> Data for the task:
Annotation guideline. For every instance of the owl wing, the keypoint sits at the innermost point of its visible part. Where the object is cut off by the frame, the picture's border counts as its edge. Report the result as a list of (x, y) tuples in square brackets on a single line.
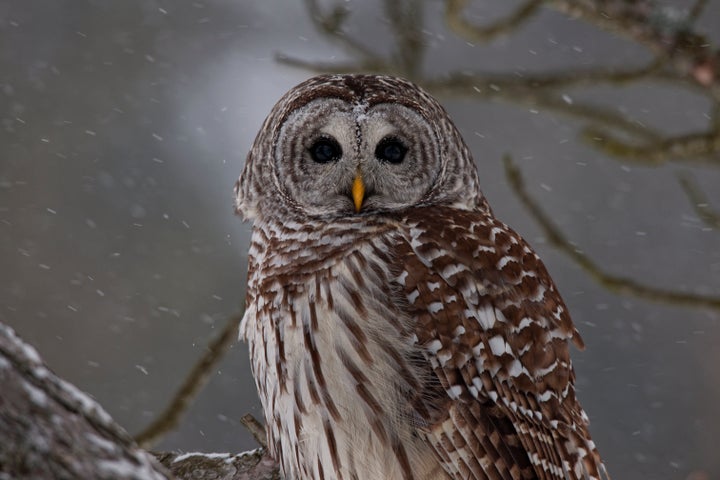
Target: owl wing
[(495, 332)]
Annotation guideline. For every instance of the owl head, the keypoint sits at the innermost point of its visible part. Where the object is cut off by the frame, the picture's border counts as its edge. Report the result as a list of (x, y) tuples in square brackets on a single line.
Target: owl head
[(356, 145)]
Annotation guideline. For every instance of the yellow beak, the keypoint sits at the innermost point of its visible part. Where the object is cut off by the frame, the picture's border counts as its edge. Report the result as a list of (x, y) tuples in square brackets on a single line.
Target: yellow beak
[(358, 191)]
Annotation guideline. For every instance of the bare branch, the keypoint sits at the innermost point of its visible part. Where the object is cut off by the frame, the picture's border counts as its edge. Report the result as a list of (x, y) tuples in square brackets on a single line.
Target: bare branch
[(696, 147), (256, 429), (610, 281), (473, 33), (193, 384)]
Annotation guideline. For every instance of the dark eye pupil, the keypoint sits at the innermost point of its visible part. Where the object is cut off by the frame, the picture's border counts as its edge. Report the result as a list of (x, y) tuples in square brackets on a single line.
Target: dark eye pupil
[(391, 150), (325, 150)]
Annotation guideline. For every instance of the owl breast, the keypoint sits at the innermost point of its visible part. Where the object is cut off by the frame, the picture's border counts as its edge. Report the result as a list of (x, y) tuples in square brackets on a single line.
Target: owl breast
[(334, 364)]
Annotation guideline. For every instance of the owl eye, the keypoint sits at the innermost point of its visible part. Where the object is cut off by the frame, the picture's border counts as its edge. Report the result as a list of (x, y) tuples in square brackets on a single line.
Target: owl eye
[(391, 150), (325, 150)]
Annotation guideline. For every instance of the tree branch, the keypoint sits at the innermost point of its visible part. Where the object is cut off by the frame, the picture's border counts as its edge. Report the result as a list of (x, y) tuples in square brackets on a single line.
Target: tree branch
[(52, 430)]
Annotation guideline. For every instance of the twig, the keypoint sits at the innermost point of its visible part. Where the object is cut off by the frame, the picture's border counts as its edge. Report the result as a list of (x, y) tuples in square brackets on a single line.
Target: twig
[(699, 202), (474, 33), (698, 147), (256, 429), (612, 282), (191, 386)]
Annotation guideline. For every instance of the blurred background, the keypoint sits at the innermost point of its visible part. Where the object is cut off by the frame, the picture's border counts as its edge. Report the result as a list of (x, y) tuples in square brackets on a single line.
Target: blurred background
[(126, 123)]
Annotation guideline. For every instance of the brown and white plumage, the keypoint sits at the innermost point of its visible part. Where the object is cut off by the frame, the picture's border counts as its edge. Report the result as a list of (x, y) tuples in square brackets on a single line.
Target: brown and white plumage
[(396, 328)]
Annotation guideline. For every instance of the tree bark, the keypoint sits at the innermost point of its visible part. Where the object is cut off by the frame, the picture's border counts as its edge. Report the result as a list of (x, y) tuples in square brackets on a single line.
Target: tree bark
[(51, 430)]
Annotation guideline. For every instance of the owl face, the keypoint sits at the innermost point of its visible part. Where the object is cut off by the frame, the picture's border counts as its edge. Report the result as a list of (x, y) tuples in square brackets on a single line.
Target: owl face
[(334, 157), (355, 145)]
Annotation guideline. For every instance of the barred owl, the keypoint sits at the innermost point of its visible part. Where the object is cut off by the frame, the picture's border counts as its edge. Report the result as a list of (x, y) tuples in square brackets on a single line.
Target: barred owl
[(396, 328)]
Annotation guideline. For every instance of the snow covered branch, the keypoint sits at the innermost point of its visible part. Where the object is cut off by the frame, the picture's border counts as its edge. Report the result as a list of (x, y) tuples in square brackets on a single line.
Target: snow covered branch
[(50, 429)]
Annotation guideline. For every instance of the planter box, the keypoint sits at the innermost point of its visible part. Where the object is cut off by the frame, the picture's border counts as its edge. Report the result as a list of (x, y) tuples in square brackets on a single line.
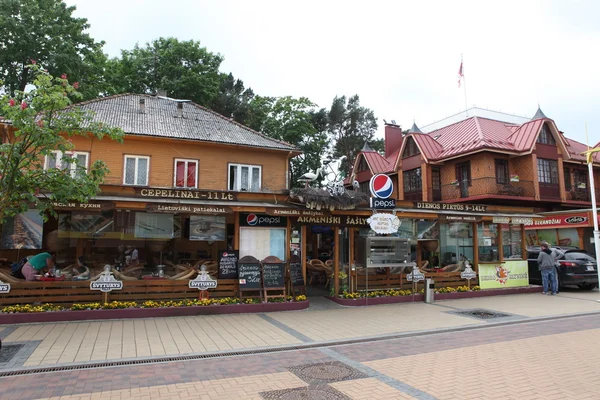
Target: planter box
[(377, 300), (57, 316), (438, 296)]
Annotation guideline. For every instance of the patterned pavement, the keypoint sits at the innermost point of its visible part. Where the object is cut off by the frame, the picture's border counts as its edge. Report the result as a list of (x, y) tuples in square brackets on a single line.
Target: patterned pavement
[(460, 358)]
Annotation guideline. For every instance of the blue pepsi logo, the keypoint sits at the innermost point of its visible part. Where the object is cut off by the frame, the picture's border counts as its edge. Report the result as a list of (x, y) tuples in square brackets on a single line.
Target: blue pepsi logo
[(381, 186), (252, 219)]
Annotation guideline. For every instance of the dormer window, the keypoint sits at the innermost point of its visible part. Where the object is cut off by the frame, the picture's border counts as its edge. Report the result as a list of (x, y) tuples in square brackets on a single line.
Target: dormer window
[(411, 149), (545, 136), (362, 165)]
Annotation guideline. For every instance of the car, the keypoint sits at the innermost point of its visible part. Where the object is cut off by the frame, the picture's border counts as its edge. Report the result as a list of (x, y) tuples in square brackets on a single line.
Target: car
[(577, 267)]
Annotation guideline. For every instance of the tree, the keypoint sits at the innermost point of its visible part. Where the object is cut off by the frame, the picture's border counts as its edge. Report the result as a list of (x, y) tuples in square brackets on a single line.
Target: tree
[(295, 121), (41, 122), (350, 126), (184, 69), (45, 31)]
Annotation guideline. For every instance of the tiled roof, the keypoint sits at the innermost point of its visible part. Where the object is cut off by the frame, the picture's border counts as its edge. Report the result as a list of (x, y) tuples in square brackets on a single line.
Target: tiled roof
[(378, 163), (161, 119)]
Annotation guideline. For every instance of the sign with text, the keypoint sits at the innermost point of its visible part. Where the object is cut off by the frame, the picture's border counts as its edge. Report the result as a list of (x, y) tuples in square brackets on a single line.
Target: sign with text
[(450, 207), (335, 220), (262, 220), (292, 212), (273, 275), (186, 194), (4, 287), (106, 283), (228, 264), (188, 209), (506, 274), (570, 220), (203, 282)]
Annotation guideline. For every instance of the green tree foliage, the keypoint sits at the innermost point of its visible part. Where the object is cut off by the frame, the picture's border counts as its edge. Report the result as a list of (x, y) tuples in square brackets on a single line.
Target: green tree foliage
[(40, 122), (184, 69), (350, 125), (46, 31), (296, 121)]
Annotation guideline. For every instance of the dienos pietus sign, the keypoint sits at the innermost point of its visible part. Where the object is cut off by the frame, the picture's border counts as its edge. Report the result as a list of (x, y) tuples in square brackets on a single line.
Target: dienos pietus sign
[(381, 186), (262, 220)]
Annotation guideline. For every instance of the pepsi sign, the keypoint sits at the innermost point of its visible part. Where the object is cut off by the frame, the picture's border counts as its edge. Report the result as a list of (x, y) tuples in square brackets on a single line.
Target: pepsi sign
[(262, 220), (381, 186)]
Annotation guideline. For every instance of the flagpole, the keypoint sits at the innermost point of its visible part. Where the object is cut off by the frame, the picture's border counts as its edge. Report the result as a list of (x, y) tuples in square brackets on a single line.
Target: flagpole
[(464, 85)]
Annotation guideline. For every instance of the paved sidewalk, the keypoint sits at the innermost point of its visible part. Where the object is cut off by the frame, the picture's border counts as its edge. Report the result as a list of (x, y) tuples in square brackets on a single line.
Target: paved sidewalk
[(91, 341)]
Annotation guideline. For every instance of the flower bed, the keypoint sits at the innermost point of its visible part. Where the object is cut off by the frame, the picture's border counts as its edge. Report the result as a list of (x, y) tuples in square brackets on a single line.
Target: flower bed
[(125, 309)]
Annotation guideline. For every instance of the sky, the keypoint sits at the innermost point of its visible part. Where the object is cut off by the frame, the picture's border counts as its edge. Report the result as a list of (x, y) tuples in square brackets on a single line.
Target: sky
[(400, 57)]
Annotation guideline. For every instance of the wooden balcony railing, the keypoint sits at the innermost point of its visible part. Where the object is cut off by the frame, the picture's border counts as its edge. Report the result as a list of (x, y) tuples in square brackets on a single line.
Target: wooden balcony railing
[(487, 186)]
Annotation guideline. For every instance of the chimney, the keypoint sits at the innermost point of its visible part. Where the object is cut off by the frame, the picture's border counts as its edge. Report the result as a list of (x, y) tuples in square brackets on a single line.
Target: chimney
[(393, 138)]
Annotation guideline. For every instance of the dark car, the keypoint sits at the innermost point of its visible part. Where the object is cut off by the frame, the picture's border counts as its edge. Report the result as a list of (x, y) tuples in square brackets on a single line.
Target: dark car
[(577, 267)]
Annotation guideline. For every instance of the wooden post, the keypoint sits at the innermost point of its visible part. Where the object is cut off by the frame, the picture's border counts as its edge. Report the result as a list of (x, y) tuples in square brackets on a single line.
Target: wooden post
[(523, 243), (236, 231), (303, 251), (475, 249), (336, 261), (351, 232)]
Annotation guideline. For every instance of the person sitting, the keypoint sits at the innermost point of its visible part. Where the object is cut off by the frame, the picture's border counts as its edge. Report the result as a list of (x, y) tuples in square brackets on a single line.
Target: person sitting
[(37, 265), (81, 272)]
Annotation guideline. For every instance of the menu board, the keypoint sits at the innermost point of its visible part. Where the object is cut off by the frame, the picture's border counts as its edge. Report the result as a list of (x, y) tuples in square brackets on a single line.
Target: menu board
[(296, 276), (228, 264), (274, 275), (249, 273)]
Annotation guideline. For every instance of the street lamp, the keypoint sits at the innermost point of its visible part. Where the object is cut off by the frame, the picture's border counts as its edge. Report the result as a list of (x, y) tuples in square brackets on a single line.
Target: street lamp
[(589, 155)]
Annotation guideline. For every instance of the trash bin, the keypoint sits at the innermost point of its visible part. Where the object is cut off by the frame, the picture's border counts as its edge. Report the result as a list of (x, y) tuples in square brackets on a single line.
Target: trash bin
[(429, 290)]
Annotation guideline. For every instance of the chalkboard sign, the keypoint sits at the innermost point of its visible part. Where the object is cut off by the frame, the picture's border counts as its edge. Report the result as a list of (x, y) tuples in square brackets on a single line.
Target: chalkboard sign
[(274, 275), (296, 276), (249, 273), (228, 264)]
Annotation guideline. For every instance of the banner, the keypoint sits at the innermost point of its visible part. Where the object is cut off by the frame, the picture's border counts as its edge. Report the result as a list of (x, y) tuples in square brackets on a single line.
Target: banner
[(502, 275)]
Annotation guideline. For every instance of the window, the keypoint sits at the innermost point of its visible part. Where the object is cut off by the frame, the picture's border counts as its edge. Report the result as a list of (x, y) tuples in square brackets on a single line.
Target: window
[(548, 171), (186, 173), (568, 183), (545, 136), (410, 149), (362, 165), (244, 178), (463, 173), (502, 171), (511, 241), (136, 170), (580, 179), (487, 234), (412, 180), (75, 161)]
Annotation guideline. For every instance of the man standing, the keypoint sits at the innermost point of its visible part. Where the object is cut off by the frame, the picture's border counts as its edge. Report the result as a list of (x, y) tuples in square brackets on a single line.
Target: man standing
[(546, 263)]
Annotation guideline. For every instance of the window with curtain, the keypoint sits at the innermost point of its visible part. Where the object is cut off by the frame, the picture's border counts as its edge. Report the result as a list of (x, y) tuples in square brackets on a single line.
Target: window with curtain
[(412, 180), (186, 173), (502, 171), (511, 241), (76, 162), (548, 171), (136, 170), (244, 178), (487, 235)]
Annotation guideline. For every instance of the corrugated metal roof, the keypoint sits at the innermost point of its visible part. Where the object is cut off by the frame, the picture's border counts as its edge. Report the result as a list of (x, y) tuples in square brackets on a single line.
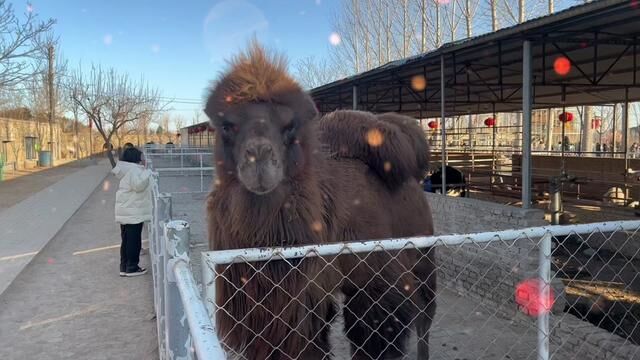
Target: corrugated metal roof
[(518, 30)]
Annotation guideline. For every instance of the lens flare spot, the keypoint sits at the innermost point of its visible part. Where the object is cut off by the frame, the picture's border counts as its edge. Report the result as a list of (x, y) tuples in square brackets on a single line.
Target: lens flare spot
[(418, 83), (531, 298), (562, 66), (375, 137), (334, 39)]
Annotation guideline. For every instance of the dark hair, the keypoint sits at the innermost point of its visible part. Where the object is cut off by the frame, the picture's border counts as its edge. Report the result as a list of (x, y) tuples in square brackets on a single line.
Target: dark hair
[(131, 155)]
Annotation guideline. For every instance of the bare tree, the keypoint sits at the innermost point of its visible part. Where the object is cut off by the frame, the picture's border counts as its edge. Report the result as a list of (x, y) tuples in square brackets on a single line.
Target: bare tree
[(21, 41), (197, 113), (112, 100)]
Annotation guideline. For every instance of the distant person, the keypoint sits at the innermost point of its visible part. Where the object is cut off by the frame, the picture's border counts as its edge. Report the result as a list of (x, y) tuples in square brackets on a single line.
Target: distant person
[(133, 208)]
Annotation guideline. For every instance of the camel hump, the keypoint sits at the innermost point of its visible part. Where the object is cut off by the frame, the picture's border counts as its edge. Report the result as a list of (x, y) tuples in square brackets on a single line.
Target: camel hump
[(392, 145)]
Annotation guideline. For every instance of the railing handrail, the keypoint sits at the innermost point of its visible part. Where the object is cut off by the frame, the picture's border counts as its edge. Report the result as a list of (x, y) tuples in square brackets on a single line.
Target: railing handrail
[(220, 257)]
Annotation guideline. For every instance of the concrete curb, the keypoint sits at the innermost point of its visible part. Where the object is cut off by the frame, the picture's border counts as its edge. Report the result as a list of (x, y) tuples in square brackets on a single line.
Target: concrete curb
[(27, 227)]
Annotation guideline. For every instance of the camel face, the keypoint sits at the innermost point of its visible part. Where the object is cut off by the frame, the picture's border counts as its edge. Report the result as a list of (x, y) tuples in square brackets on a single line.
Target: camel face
[(257, 138)]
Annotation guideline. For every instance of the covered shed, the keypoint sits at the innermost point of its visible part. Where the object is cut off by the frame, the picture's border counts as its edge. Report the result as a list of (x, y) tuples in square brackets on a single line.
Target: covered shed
[(585, 55)]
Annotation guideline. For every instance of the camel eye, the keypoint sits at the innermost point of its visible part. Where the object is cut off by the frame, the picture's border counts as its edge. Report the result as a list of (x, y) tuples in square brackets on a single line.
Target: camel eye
[(288, 134), (227, 127)]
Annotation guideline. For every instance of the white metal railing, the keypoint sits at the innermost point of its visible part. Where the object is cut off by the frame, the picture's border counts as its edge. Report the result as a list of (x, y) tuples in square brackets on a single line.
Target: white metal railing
[(187, 162)]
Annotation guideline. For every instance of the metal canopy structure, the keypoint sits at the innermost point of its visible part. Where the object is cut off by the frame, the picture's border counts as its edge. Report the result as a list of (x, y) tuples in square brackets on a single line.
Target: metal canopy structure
[(585, 55), (600, 39)]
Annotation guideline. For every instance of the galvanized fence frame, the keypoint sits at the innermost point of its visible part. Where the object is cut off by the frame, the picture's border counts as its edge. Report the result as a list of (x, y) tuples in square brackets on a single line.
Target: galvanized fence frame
[(224, 257), (185, 311)]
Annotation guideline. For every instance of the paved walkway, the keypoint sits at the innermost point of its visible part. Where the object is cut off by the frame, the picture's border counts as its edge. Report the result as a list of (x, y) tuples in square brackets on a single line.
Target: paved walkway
[(27, 226), (15, 189), (69, 302)]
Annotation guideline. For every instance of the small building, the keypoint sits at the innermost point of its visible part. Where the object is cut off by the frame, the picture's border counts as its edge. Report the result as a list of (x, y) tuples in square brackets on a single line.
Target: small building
[(21, 140), (197, 135)]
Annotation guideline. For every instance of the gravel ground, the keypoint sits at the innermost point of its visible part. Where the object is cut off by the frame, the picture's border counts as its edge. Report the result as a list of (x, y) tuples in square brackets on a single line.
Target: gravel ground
[(463, 328)]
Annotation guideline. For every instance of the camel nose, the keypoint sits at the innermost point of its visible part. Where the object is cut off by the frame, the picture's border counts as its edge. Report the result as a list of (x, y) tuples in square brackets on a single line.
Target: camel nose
[(258, 150)]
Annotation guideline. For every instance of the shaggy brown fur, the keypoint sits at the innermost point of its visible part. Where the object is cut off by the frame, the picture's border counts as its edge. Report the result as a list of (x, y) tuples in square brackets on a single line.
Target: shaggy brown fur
[(348, 188)]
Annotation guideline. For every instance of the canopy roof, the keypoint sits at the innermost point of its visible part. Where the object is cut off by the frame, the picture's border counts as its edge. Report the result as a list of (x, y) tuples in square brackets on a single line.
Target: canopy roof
[(600, 40)]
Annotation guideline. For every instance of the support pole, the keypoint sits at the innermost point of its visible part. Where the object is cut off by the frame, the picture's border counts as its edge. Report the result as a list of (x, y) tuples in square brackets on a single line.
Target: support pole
[(526, 124), (52, 106), (355, 97), (443, 130), (544, 266), (625, 142), (176, 236), (163, 217), (549, 131)]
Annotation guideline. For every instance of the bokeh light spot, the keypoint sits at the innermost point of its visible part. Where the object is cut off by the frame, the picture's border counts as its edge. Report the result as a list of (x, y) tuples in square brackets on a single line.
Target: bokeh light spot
[(530, 297), (562, 66), (418, 83), (316, 226), (334, 39), (375, 137)]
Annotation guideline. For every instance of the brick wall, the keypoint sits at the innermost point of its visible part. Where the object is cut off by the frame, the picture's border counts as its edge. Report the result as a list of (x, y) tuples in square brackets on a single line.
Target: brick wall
[(488, 271)]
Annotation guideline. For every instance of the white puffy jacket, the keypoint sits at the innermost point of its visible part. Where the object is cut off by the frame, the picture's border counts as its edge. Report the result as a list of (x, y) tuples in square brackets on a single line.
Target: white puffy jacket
[(133, 198)]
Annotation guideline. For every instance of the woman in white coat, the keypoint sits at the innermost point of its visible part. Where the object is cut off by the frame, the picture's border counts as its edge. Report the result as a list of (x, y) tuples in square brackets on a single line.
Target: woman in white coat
[(133, 208)]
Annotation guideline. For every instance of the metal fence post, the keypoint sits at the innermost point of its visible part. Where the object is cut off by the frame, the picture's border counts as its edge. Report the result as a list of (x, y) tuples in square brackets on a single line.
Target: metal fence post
[(163, 216), (177, 336), (209, 284), (544, 267)]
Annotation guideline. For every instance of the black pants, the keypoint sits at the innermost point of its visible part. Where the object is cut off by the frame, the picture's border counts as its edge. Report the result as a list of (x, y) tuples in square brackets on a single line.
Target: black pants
[(130, 248)]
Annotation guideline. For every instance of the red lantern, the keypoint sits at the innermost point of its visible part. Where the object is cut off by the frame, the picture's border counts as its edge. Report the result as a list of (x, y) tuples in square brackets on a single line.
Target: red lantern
[(565, 117), (490, 122)]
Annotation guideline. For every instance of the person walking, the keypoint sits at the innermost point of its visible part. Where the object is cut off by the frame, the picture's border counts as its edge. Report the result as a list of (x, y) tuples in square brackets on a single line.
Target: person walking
[(133, 208)]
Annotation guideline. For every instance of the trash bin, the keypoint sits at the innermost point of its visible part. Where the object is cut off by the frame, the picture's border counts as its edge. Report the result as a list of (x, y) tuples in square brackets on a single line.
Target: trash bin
[(44, 158)]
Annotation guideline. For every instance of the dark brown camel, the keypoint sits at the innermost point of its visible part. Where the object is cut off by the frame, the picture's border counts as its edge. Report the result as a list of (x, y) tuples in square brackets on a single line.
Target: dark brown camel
[(287, 177)]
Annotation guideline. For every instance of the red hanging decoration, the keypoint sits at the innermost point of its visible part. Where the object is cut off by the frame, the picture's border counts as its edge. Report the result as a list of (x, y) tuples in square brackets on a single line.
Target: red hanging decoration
[(490, 122), (565, 117)]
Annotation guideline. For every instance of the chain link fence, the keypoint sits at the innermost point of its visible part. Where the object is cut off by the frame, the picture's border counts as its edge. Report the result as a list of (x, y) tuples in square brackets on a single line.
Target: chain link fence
[(554, 292), (547, 292)]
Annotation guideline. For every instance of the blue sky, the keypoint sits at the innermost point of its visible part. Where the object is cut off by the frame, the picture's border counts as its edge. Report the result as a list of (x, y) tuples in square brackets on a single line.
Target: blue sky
[(180, 46)]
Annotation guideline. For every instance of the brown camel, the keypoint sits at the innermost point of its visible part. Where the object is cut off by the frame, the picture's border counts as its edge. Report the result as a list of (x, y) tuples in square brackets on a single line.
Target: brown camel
[(287, 177)]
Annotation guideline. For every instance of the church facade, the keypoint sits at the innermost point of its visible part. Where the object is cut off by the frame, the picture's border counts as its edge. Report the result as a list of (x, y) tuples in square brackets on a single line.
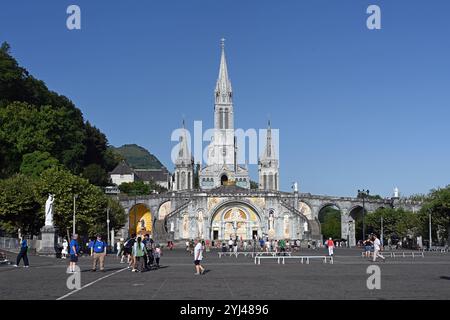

> What you will do: Locate every line in the records that contains the string "breast", treating uppercase and lowercase as distinct, and copy each matching line.

> Task output:
Annotation guideline. For every instance of the owl breast, the keypoint sits at the innermost point of its visible part. Where the object is cut off by the frame, the picture's border counts as its edge. Report the result as a list of (x, y) tuples in square brackets on a single line.
Target: owl breast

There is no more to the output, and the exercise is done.